== GOAL ==
In the records below, locate the line containing "point: open mouth", then extract it and all following lines exactly, ending with the last line.

==== GIVEN RECORDS

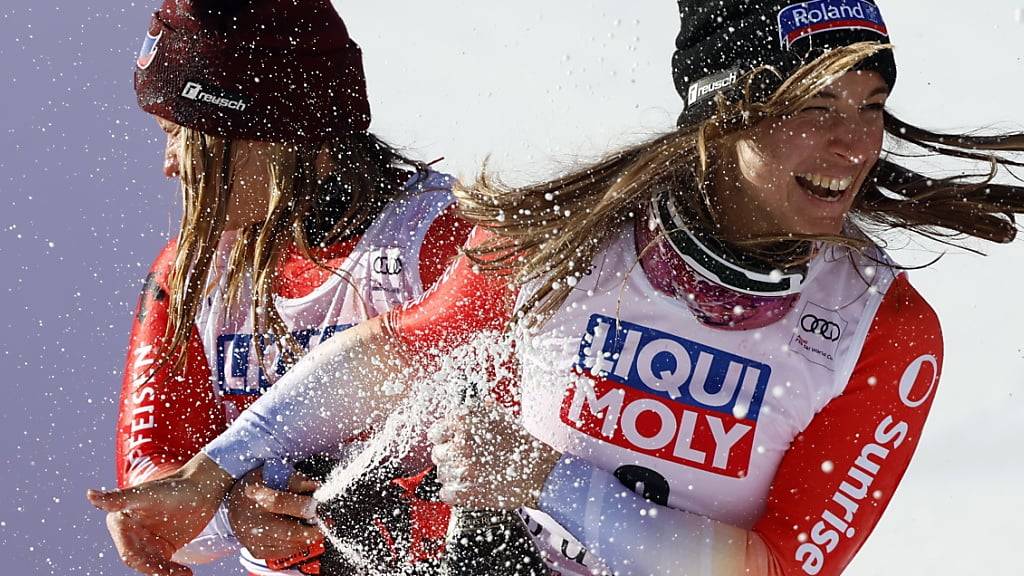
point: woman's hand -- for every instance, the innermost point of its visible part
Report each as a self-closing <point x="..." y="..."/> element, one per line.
<point x="271" y="524"/>
<point x="150" y="522"/>
<point x="485" y="459"/>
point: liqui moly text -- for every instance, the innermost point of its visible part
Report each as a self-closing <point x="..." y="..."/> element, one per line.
<point x="660" y="395"/>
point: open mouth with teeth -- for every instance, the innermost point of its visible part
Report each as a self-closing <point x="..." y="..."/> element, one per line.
<point x="824" y="188"/>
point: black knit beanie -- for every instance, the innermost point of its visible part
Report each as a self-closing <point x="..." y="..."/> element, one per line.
<point x="721" y="40"/>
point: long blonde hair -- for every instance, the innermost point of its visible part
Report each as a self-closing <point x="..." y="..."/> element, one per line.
<point x="553" y="230"/>
<point x="299" y="213"/>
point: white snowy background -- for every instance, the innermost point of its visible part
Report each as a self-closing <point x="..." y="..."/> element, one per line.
<point x="538" y="85"/>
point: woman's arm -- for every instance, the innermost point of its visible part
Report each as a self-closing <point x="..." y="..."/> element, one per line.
<point x="166" y="414"/>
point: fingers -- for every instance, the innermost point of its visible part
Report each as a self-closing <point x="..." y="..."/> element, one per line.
<point x="281" y="537"/>
<point x="286" y="503"/>
<point x="140" y="549"/>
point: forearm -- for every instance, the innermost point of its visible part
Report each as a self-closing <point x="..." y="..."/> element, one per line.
<point x="334" y="394"/>
<point x="635" y="536"/>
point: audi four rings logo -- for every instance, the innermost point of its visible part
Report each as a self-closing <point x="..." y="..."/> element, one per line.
<point x="385" y="264"/>
<point x="824" y="328"/>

========

== SOLUTION ==
point: open mouth with teeth -- for every instance, the innermost point of its visible part
Report each as a self-closing <point x="..." y="..."/> element, one per line.
<point x="824" y="188"/>
point: black knit beanie -- for every instance, the innermost point of its visible part
Report each as a self-closing <point x="..." y="..."/> element, one per line.
<point x="721" y="40"/>
point: long blonde hair -- for every instance, the innermost point of its visible part
Report each as a self-closing <point x="..." y="..."/> element, one per line.
<point x="553" y="230"/>
<point x="299" y="213"/>
point: white snowy background -- for every instance, the innermost point of its visible part
Report each as a self-closing <point x="..." y="..."/> element, one per line.
<point x="538" y="85"/>
point: woman's arm -- for every instance, the innermost point of its visible part
Report each as a self-closing <point x="..." y="..."/> element, one per line.
<point x="166" y="414"/>
point: fingers -- for every instance, the innermost point of its visible part
Report each as a self-closing <point x="..." y="..."/> element, one per line.
<point x="281" y="537"/>
<point x="286" y="503"/>
<point x="140" y="549"/>
point: forearm -- for every instance, the innermost point of its visible part
Report each as a self-closing <point x="..." y="..."/> element, one per line.
<point x="334" y="394"/>
<point x="635" y="536"/>
point: audi four rings logo -- for every instance, the innermost point of its visible part
Report each as a self-closing <point x="..." y="..."/> element, one per line.
<point x="385" y="264"/>
<point x="824" y="328"/>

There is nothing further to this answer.